* [WHAT YOU SHOULD DO]:
Reproduce the entries from the line with "label the blurred blue" up to and including the line with "(1068, 156)", keeping every line unchanged.

* [DATA TO USE]:
-- begin --
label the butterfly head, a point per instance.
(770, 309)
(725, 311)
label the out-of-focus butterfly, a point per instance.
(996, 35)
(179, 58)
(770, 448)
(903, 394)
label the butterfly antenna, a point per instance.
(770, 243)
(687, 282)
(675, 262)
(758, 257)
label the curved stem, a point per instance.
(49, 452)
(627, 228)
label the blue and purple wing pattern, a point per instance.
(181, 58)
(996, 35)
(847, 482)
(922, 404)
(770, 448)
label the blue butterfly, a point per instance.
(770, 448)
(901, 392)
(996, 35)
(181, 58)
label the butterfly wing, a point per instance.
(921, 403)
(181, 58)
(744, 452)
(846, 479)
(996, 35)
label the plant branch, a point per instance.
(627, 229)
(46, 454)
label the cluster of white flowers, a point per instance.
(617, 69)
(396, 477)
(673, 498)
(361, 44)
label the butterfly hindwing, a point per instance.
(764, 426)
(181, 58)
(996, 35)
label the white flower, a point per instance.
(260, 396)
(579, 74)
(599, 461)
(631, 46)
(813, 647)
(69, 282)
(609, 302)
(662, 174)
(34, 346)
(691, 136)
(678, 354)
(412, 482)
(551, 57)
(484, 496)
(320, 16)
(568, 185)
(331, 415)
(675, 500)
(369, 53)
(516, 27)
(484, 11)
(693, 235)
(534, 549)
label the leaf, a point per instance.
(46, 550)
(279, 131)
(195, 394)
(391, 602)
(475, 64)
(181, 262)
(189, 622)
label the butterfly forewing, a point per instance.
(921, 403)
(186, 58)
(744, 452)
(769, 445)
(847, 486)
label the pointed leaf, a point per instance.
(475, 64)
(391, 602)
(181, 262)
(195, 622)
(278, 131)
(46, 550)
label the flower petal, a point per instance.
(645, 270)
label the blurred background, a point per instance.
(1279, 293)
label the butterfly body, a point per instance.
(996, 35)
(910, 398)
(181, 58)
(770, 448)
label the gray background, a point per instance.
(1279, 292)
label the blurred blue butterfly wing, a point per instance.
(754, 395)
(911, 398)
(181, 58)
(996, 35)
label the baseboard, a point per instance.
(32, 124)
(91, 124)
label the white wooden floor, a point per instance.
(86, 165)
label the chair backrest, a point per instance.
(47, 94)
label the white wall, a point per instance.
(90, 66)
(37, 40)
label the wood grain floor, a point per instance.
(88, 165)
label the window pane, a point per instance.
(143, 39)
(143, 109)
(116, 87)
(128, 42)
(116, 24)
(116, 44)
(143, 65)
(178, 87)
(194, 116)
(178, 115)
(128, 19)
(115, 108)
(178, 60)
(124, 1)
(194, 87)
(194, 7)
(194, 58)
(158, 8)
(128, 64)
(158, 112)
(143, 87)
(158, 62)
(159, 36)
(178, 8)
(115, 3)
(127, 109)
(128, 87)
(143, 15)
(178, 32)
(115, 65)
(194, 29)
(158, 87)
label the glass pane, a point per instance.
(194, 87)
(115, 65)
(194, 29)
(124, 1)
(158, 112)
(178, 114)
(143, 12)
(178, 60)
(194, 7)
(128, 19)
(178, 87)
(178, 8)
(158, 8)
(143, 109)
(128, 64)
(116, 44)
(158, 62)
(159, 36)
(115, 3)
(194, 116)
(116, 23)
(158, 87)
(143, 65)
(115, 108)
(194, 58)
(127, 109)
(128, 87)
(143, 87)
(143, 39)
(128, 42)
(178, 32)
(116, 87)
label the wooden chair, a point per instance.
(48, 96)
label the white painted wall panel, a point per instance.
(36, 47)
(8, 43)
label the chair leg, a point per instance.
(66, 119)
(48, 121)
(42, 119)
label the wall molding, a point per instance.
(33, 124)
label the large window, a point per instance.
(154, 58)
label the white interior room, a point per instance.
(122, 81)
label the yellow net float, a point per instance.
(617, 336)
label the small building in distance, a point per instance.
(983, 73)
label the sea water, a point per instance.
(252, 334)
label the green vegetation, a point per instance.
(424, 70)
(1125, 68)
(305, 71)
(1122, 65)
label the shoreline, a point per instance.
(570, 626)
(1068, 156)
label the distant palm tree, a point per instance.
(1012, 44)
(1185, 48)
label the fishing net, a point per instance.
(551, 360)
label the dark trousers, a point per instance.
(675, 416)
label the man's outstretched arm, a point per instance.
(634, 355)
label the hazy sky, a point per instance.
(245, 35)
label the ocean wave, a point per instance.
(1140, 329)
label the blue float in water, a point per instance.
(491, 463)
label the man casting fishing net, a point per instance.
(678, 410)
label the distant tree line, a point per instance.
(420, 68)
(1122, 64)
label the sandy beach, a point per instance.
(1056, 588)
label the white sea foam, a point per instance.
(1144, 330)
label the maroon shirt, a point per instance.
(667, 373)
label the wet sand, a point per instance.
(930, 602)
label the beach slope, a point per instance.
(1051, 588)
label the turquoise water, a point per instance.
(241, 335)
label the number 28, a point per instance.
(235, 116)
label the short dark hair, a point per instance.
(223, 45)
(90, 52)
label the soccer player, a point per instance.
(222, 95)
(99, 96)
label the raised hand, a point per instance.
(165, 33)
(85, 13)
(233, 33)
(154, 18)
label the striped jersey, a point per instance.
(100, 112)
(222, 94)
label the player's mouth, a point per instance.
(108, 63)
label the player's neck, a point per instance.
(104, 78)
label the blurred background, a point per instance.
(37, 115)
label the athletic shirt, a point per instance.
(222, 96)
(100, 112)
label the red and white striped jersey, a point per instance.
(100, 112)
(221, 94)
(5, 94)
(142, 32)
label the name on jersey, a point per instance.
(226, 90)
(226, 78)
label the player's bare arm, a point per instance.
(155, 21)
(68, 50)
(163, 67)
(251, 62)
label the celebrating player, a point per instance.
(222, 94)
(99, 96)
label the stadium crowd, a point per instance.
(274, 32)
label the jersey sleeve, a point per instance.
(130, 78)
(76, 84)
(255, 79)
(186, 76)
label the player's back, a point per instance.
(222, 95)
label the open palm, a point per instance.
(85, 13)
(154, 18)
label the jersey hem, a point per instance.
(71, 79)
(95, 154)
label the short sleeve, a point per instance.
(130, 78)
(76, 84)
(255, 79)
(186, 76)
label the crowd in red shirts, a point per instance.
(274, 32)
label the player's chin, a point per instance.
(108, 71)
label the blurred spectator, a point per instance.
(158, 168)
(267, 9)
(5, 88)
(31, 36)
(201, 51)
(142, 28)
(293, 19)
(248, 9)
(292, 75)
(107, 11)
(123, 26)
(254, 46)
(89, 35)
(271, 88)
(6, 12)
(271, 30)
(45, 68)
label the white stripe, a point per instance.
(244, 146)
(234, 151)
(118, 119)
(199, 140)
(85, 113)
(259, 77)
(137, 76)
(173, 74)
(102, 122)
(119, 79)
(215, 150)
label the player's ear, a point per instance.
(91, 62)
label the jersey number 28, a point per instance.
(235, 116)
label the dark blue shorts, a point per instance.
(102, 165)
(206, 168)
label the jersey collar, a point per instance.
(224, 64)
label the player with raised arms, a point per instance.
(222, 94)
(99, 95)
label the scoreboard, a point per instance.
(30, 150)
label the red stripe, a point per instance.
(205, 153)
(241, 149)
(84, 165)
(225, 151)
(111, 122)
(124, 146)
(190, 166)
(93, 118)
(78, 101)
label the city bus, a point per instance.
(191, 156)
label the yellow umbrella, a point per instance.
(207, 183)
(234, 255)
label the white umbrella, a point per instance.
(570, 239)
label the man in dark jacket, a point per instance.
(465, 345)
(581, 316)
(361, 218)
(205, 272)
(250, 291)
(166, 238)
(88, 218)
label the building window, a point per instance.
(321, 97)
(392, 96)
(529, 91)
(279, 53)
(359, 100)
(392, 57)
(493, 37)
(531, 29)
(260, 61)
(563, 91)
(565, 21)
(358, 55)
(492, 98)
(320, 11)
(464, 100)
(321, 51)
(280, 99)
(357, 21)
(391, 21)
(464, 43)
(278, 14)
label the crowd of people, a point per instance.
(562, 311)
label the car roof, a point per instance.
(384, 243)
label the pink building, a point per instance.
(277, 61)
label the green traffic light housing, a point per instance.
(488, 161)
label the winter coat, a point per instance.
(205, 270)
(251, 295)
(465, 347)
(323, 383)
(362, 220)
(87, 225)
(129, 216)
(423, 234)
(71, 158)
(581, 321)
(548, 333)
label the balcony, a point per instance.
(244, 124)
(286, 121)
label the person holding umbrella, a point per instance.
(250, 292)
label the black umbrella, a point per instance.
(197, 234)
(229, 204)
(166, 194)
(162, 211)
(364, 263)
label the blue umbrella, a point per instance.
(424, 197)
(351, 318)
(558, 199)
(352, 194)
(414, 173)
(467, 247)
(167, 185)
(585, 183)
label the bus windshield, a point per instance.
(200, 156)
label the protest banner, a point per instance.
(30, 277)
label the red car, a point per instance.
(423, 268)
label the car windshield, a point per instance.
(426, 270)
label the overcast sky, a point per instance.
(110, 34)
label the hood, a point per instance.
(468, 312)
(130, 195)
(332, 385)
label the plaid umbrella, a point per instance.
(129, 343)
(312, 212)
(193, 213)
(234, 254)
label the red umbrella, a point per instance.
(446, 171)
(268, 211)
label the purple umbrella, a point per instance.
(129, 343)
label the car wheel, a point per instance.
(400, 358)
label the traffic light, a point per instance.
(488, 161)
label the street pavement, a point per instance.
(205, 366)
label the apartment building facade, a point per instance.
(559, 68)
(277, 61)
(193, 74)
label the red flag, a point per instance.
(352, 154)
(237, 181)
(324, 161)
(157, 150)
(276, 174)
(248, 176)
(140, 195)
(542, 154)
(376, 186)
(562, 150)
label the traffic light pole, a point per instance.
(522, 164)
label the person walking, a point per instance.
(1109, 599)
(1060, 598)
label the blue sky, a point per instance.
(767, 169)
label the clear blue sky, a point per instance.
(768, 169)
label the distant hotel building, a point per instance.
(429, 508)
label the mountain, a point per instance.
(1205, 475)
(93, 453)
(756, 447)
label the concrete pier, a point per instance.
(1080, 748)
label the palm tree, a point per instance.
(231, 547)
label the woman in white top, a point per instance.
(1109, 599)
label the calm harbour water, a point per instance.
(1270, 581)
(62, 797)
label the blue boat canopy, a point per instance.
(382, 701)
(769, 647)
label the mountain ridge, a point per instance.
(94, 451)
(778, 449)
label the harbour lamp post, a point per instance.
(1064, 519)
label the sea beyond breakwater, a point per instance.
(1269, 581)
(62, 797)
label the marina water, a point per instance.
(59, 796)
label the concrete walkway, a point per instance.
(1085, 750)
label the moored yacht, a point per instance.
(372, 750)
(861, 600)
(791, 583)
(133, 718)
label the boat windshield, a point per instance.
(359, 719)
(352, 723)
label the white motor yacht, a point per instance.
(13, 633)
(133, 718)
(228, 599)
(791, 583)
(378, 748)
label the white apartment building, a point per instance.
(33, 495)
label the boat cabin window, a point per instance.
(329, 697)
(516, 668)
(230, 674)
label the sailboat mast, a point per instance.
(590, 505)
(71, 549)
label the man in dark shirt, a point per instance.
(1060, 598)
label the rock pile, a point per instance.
-- end --
* [OUTPUT]:
label the blurred blue butterfly wing, a point per instance.
(754, 395)
(911, 398)
(181, 58)
(996, 35)
label the baseboard, a point per instance.
(32, 124)
(91, 124)
label the white wooden floor, a point per instance.
(86, 165)
label the chair backrest, a point per instance.
(47, 94)
label the white wall, a point per instance.
(90, 66)
(37, 40)
label the wood grain floor, a point per instance.
(88, 165)
label the window pane, a point per instance.
(143, 39)
(143, 109)
(116, 87)
(128, 42)
(116, 24)
(116, 44)
(143, 65)
(178, 87)
(194, 116)
(178, 115)
(128, 19)
(115, 108)
(178, 60)
(124, 1)
(194, 87)
(194, 7)
(194, 58)
(158, 8)
(128, 64)
(158, 112)
(143, 87)
(158, 62)
(159, 36)
(178, 8)
(115, 3)
(127, 109)
(128, 87)
(143, 15)
(178, 32)
(115, 65)
(194, 29)
(158, 87)
label the glass pane, a point per instance.
(194, 87)
(115, 65)
(194, 29)
(124, 1)
(158, 112)
(178, 114)
(143, 12)
(178, 60)
(194, 7)
(128, 19)
(178, 87)
(178, 8)
(158, 8)
(143, 109)
(128, 64)
(116, 44)
(158, 62)
(159, 36)
(115, 3)
(194, 116)
(116, 23)
(158, 87)
(143, 65)
(115, 108)
(194, 58)
(127, 109)
(128, 87)
(143, 87)
(143, 39)
(128, 42)
(178, 32)
(116, 87)
label the wooden chair, a point per instance.
(48, 96)
label the white painted wall panel, a point per instance.
(36, 47)
(8, 43)
label the chair leg, a point per instance.
(66, 119)
(48, 121)
(42, 119)
label the wall molding, a point per instance.
(33, 124)
label the large window, a point per instance.
(154, 58)
label the white interior room, a point per instance.
(122, 81)
label the yellow net float, a point per instance.
(617, 336)
label the small building in distance, a point per instance.
(983, 73)
label the sea water, a point per instance.
(252, 334)
label the green vegetation, a point per instance.
(424, 70)
(1125, 68)
(305, 71)
(1122, 65)
label the shoreline, a point per instance.
(570, 626)
(1068, 156)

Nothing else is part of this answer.